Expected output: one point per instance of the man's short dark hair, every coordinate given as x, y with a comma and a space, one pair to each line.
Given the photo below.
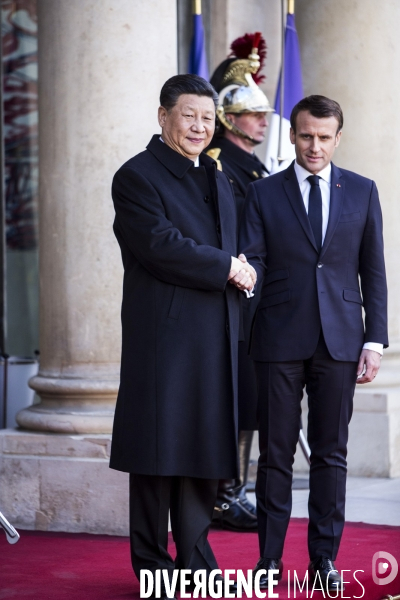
320, 107
185, 84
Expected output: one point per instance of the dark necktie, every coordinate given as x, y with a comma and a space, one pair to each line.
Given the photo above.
315, 209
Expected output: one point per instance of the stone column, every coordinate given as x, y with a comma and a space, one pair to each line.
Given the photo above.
101, 67
349, 50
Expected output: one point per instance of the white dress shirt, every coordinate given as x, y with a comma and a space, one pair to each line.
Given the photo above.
325, 186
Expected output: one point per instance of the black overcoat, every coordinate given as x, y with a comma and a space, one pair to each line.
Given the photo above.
176, 411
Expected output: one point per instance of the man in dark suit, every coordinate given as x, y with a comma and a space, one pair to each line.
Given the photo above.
242, 125
314, 232
175, 424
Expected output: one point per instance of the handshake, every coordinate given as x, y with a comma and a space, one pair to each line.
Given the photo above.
242, 274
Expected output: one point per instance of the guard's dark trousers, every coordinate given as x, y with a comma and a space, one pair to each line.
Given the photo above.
191, 502
330, 387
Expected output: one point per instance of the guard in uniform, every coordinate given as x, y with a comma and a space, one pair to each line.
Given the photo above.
242, 115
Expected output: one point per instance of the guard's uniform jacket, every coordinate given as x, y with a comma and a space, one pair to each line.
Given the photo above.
242, 168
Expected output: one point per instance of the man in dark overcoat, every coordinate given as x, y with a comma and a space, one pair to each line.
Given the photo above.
175, 424
314, 232
242, 115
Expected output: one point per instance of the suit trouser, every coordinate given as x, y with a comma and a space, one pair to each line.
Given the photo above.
330, 387
190, 501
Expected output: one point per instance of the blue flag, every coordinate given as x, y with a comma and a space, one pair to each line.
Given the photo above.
292, 93
198, 59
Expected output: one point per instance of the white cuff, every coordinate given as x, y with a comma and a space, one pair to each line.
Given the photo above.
374, 346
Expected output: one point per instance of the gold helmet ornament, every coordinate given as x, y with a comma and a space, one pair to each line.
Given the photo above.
236, 81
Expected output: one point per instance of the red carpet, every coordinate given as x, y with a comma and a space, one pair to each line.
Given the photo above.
62, 566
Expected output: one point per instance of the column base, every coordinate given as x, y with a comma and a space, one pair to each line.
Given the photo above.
71, 405
55, 482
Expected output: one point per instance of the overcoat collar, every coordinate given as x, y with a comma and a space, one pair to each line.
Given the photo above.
172, 160
292, 189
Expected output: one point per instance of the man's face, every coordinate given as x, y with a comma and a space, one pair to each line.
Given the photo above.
315, 141
254, 124
189, 126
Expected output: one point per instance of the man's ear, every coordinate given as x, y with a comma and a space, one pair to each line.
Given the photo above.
162, 116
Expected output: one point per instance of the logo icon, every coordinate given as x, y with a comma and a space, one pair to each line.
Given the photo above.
380, 568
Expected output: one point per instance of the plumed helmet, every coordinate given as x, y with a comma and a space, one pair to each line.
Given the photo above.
236, 81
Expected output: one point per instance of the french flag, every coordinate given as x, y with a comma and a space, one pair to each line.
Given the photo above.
197, 58
278, 138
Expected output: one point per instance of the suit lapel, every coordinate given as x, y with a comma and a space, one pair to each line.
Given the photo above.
293, 193
335, 206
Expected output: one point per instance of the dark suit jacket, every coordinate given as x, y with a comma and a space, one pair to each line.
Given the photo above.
176, 411
240, 166
303, 289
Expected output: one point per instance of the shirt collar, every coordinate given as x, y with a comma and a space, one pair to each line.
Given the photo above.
302, 173
196, 162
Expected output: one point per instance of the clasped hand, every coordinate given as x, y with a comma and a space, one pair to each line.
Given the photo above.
242, 274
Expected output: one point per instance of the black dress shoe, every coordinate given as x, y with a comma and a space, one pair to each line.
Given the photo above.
330, 578
234, 516
245, 502
268, 564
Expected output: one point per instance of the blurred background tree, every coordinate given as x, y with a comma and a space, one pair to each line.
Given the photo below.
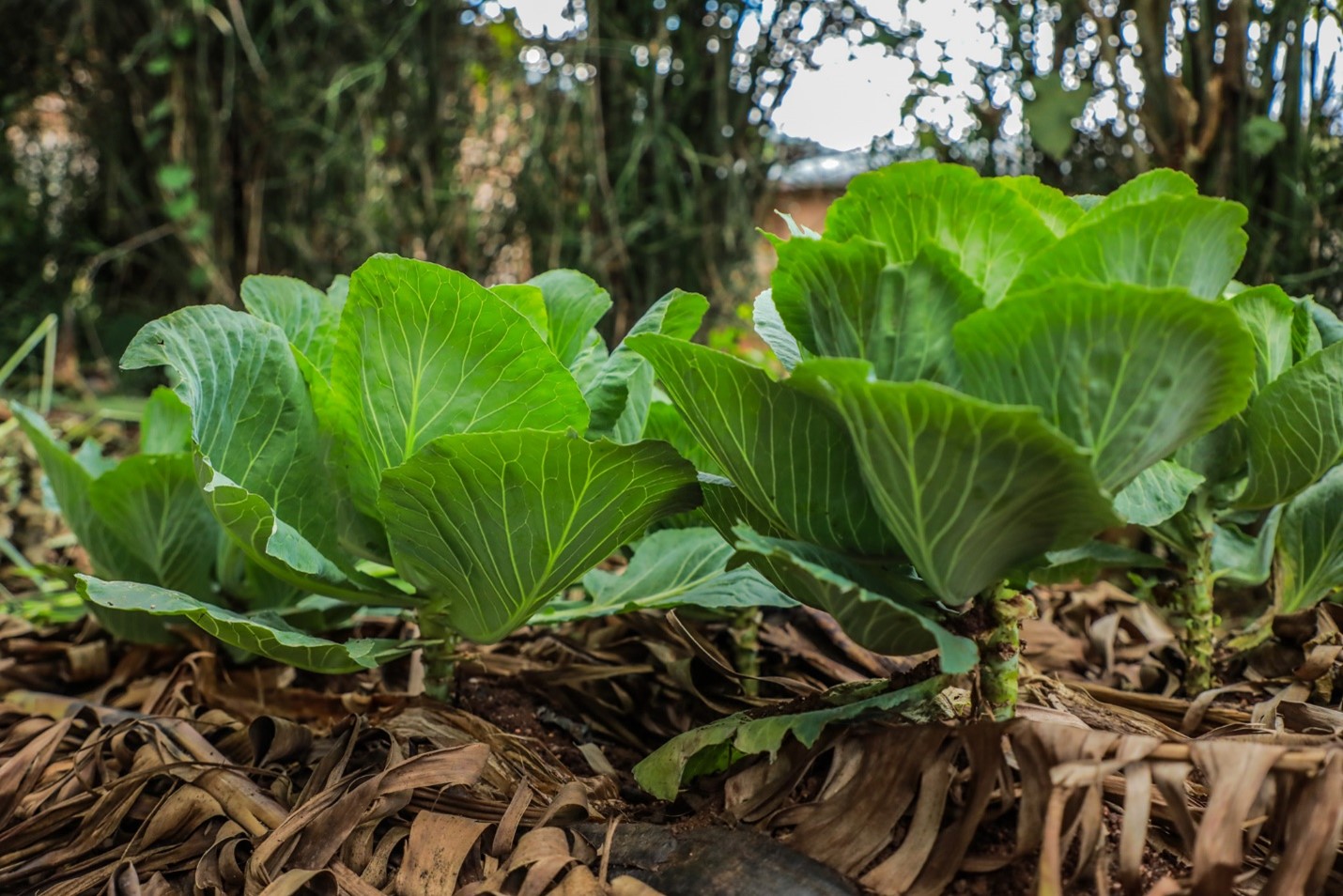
158, 150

____

> **Written instruction**: Everything from the line with "Expected output: one point per instance of the french" through the end of the records above, and nothing else, is to be quoted exactly; please leave the pictures out.

> **Exercise response**:
Expected output: one point per instance of the french flag, every coordinate given as x, y with a comma and a space, one pair to each line.
Given the photo above.
197, 58
278, 138
Expected output: one point per instance of the suit lapel, every coordinate given as x, y with a comma and a space, one pair to each line.
Given the photo above.
293, 193
335, 206
Expected output: one point per instance of the dark suit jacket, every coordinate given as x, y with a comma and a space, one pair to each line.
Given the photo above.
176, 411
240, 166
303, 289
Expected output: one point per instance of the shirt collar, every coordinate given as x, y with a comma and a space, one pair to each line.
Given the photo above.
302, 173
196, 162
Expected output: one point per instance of the clasped hand, every coordinate given as x, y with a comma and a space, one pair to each line.
Given the photo above.
242, 274
Expected output: one point per instance of the black dress shoe, every coordinate given as x, y with a comma and a space, one pair to each line.
Given the photo above.
330, 578
234, 516
245, 502
268, 564
Expected output: one point per instance of the blurred background tree, every coordinate given as x, y with a comma and a space, one pair to each line.
Given the photo below.
158, 150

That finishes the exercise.